## REQUIREMENT
Transcribe each line below word for word.

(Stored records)
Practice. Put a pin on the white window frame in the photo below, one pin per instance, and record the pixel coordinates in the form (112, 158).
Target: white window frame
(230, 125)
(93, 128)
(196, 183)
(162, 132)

## OUTPUT BELOW
Practice. Put a pin on the white window frame in the photo below, one pin per instance, and record the pixel coordinates in the form (112, 158).
Target: white window frame
(230, 125)
(93, 128)
(196, 183)
(162, 132)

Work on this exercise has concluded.